Geothermal Firm Sued Under False Claims Act

LAS VEGAS (CN) – A geothermal energy developer cannot duck claims that it defrauded the United States of $122 million by reporting false information about two projects to get government grants, a federal judge ruled Tuesday.
     Tina Calilung and Jamie Kell filed the qui tam lawsuit against Ormat Industries in 2013 under the False Claims Act to recover money the Israel-based corporation allegedly obtained illegally from the American Recovery and Reinvestment Act of 2009, the economic stimulus package that distributed $831 billion in assistance to businesses.
     At the center of the complaint are Ormat’s two energy-producing geothermal plants known as North Brawley, in Imperial Valley, Calif., and Puna, in Hawaii.
     Calilung, an economist who worked as Ormat’s asset manager, claims the company reported false and misleading information on its grant applications to the Department of the Treasury to get grants worth $122 million for the Brawley project and $13.8 million for the Puna project.
     Ormat allegedly misrepresented the date the Brawley plant was put into service, intentionally drove up costs, and misrepresented the viability of the plant so that it could qualify for the funds.
     Calilung claims that Ormat misrepresented the Puna project as new, though it was an expansion of an already constructed facility.
     She claims that the cost of the expansion should have been allocated between the 8 megawatts of expanded capacity and the 30 megawatts of original capacity. She said the 30 megawatts of original capacity should not have qualified for the grant.
     “But for these purposeful misrepresentations, Ormat would not have received Section 1603 funds to support these projects and such funds could have been invested by the U.S. Treasury into truly viable geothermal projects actually qualified to receive the funds,” Calilung said in the complaint.
     Ormat was granted a transfer of the case from the Southern District of California to the District of Nevada, and sought dismissal for lack of subject-matter jurisdiction based on the Tax Bar and Public Disclosure Bar.
     Pursuant to the Tax Bar, the False Claims Act does not apply to claims or statements made under the Internal Revenue Code. Although the type of qui tam case typically precluded by the Tax Bar is one involving federal income tax matters, Ormat argued that it also extends to actions involving grants received in lieu of tax credits.
     But U.S. District Court Judge Robert Jones found that the statements at issue were not “made under” the Internal Revenue Code, but under Section 1603 of the American Recovery and Reinvestment Act.
     “The false or misleading information that relators allege Ormat knowingly presented to the Treasury involve material provisions of Section 1603, including the placed-in-service requirement, the grant amount as determined by the cost basis of the property, and the nature of a specified energy property,” Jones said in his 45-page ruling.
     Additionally, the Tax Code recognizes that the ARRA provides an independent means through which an entity can receive a government subsidy for engaging in clean energy, Jones said. “And in this case, Ormat chose to obtain cash payments under Section 1603 rather than claiming tax credits under the Tax Code.”

******

- [Exercises to complete]
1. Using the article, answer each question.
(a) Where is the North Brawley plant located?
(b) What grant amount does Calilung say Ormat obtained for the Puna project?
(c) To which court was the case transferred?
2. According to the article, why did Judge Robert Jones reject Ormat's argument that the Tax Bar applied?

- [Data entries]
******

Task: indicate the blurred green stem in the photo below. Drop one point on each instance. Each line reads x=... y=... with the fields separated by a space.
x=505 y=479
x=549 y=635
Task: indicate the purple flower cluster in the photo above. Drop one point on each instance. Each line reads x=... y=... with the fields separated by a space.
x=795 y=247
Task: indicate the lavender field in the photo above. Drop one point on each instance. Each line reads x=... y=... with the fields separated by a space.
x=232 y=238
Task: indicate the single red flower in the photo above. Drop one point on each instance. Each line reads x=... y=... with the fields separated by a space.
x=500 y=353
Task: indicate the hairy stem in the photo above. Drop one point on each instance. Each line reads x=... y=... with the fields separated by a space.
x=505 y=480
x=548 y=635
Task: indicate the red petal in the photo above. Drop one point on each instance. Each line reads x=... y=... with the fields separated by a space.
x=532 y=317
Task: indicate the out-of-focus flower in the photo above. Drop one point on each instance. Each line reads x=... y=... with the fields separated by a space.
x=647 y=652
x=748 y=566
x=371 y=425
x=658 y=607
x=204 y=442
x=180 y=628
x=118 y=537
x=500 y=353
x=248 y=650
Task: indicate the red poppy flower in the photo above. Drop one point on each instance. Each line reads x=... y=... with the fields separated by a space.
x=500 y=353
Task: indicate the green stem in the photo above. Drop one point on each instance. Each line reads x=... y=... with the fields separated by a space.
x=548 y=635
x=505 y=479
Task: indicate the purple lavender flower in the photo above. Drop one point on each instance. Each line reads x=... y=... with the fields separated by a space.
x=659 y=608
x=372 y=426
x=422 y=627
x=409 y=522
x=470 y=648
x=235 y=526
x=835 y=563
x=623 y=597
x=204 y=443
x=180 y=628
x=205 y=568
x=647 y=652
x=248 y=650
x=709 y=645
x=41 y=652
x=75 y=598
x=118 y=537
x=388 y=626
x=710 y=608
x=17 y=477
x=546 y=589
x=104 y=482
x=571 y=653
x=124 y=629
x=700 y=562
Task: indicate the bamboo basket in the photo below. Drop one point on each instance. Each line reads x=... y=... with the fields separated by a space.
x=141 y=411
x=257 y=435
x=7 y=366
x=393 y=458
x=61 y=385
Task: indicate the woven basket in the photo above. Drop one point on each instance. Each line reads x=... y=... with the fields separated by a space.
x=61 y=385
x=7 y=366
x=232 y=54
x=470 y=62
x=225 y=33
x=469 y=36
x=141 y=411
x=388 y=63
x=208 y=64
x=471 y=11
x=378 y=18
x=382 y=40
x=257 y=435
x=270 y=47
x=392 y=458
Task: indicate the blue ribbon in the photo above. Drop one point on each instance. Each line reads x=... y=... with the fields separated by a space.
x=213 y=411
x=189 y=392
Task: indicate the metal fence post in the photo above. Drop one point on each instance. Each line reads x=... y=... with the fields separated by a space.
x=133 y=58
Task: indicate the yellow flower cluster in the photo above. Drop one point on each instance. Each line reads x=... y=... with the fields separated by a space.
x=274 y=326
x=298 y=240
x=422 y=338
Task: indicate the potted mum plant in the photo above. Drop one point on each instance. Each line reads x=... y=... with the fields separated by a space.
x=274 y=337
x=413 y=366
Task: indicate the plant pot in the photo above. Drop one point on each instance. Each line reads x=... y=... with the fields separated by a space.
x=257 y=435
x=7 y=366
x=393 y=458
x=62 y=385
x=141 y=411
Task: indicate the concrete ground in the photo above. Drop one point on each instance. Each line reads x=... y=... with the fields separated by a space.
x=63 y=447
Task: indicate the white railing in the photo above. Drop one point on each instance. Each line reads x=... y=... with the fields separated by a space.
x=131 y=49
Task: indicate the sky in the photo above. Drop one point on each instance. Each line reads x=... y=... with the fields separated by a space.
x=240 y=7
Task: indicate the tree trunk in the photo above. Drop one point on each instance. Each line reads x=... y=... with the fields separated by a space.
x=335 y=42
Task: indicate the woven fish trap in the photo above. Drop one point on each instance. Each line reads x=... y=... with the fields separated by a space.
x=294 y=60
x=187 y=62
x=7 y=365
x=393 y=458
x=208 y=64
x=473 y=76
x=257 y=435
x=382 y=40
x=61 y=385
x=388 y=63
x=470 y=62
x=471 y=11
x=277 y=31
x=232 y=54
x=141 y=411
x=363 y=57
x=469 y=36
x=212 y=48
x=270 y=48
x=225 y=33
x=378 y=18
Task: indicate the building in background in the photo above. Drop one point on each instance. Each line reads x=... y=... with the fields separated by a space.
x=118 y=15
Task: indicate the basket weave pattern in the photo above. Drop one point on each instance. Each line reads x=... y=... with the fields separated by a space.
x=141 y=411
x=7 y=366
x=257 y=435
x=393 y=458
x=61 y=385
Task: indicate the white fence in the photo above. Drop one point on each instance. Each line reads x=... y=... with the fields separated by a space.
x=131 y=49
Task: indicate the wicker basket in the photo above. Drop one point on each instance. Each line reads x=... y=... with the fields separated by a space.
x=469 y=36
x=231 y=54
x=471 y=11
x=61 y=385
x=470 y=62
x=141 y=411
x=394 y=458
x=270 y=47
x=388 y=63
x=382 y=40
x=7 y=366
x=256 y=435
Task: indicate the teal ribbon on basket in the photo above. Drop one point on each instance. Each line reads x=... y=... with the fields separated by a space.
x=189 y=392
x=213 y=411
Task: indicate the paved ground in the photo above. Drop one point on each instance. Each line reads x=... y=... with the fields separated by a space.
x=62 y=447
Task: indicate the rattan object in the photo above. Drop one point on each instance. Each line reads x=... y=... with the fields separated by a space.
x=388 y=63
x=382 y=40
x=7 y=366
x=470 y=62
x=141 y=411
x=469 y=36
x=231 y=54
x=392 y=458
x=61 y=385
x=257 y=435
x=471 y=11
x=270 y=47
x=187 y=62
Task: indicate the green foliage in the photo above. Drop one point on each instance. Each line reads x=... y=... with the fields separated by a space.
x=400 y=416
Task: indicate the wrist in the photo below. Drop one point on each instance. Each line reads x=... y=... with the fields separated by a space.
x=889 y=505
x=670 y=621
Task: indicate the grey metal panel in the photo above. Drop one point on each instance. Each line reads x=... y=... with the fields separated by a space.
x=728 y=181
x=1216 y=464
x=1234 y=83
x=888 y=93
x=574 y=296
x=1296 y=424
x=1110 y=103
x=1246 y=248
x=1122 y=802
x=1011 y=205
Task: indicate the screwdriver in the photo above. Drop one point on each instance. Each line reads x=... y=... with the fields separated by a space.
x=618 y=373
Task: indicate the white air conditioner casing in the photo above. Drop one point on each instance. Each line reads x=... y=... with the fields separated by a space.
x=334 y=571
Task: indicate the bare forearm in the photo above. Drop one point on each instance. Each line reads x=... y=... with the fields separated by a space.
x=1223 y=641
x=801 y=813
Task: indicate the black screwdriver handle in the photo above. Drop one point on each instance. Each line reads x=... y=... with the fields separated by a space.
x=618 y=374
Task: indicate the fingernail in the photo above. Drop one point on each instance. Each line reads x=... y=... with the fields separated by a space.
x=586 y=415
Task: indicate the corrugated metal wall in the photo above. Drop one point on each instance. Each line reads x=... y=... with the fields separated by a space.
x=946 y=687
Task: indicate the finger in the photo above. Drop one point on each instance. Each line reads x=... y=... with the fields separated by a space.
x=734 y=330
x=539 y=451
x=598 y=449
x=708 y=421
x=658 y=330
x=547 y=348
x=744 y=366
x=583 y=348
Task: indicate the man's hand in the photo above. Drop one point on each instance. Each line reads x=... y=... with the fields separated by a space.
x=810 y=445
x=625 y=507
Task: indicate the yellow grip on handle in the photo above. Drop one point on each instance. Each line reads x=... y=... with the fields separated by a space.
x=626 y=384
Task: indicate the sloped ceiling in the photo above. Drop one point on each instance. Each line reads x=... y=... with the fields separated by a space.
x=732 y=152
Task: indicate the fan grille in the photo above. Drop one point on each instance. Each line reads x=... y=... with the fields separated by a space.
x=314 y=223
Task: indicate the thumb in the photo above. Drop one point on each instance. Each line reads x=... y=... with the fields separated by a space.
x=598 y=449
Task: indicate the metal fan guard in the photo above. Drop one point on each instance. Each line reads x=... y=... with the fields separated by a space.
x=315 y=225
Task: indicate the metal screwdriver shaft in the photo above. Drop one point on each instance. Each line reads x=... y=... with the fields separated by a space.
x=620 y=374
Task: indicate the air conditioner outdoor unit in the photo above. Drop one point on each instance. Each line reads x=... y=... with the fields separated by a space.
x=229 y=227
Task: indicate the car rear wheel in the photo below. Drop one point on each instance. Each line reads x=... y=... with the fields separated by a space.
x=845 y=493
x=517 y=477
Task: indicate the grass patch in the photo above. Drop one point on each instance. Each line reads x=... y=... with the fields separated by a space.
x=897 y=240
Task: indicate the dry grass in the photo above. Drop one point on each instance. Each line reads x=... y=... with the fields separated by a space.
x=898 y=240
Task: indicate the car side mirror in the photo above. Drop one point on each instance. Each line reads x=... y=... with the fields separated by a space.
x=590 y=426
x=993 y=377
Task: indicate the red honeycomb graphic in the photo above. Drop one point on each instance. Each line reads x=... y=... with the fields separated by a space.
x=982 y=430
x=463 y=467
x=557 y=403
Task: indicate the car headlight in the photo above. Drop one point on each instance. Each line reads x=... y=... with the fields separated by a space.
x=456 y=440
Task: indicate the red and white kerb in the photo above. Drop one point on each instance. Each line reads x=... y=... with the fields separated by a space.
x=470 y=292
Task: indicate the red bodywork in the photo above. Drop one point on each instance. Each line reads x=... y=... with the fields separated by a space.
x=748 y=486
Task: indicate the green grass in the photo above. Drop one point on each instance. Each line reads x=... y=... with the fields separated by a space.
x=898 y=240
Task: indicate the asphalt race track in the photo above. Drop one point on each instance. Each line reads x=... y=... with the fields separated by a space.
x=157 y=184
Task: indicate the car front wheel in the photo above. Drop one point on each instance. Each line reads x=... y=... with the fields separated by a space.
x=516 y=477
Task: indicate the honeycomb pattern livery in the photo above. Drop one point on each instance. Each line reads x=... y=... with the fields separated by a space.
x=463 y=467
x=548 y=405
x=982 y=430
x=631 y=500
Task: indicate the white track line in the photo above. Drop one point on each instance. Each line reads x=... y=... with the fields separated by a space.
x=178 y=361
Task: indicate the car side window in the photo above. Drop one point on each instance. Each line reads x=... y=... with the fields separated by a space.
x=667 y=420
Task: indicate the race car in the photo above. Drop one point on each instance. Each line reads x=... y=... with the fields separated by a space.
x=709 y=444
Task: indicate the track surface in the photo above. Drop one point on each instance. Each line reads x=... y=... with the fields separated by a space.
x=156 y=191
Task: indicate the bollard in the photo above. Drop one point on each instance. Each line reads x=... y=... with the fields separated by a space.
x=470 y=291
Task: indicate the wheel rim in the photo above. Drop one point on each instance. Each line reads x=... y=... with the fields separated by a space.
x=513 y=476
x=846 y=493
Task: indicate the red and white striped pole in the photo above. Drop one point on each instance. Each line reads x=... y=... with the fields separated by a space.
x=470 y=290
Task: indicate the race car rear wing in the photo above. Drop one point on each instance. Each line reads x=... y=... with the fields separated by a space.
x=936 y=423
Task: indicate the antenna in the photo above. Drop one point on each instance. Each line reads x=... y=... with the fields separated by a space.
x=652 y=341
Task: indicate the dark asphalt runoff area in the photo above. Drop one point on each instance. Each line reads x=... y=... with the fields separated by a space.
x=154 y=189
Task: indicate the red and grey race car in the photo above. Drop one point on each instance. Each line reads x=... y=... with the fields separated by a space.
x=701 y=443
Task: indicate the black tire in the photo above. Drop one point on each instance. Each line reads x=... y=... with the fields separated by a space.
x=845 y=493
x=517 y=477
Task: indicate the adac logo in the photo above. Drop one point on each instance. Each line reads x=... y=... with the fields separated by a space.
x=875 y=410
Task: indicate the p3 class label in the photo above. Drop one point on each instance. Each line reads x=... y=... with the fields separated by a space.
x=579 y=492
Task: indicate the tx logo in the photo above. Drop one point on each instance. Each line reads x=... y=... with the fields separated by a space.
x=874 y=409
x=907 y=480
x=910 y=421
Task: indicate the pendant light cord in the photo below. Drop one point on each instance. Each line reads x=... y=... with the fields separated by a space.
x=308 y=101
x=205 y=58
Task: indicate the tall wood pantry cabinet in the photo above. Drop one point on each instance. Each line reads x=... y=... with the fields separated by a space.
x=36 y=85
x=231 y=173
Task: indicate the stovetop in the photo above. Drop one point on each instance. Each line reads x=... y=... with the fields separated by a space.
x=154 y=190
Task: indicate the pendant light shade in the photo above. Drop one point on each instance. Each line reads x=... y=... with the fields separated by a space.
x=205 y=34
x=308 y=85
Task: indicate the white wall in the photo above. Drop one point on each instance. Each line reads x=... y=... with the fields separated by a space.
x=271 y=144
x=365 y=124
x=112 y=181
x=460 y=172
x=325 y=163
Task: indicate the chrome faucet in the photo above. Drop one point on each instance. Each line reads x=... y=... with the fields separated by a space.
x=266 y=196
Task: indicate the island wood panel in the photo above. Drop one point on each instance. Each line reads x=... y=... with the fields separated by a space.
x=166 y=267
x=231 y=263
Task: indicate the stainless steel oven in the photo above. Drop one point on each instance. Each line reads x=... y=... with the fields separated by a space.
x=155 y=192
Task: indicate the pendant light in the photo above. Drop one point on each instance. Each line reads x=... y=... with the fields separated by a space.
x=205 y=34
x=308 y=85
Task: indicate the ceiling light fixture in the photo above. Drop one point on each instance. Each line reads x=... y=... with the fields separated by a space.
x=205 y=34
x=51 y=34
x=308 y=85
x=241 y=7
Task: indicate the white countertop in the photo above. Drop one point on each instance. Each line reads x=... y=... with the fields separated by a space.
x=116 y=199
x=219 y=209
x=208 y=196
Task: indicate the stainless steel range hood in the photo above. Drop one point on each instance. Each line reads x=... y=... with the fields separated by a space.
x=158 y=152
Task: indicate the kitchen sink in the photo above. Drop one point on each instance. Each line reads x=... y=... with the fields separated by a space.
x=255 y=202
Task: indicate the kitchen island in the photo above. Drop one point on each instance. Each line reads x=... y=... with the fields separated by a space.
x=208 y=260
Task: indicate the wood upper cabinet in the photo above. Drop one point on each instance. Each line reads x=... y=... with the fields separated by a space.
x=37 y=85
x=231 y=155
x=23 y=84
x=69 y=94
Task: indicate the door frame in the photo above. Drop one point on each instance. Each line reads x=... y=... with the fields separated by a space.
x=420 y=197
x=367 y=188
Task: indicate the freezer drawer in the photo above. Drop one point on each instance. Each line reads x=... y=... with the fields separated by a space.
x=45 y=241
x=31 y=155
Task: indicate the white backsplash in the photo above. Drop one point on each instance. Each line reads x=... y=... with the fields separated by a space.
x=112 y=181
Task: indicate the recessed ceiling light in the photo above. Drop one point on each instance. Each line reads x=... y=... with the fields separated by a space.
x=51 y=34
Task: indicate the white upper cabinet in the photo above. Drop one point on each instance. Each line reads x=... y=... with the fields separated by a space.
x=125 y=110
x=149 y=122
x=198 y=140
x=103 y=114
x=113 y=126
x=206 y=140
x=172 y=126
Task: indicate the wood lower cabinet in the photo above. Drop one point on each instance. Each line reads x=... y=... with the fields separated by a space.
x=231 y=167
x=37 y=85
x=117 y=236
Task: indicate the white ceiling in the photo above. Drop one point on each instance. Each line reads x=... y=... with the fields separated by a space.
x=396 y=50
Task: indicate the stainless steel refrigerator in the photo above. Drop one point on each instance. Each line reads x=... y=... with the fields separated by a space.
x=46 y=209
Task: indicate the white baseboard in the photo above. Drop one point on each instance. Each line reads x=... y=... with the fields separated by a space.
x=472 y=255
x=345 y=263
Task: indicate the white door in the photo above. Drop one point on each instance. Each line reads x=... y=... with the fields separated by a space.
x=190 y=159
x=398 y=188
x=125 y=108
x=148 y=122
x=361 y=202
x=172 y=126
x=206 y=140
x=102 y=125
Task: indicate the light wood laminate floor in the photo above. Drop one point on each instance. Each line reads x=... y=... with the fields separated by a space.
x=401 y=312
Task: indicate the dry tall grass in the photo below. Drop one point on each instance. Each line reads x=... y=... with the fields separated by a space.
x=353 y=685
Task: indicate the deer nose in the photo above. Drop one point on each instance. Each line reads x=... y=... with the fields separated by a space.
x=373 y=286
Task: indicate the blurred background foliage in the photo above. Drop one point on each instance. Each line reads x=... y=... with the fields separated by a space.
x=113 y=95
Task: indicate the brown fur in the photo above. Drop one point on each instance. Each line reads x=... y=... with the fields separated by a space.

******

- [Expected outputs]
1.
(a) Imperial Valley, Calif.
(b) $13.8 million.
(c) The District of Nevada.

2. He found that the statements at issue were made under Section 1603 of the American Recovery and Reinvestment Act, not under the Internal Revenue Code, because they involved Section 1603 provisions such as the placed-in-service requirement. He also noted that the Tax Code recognizes the ARRA as an independent means of receiving a clean-energy subsidy, and Ormat chose cash payments under Section 1603 rather than claiming tax credits.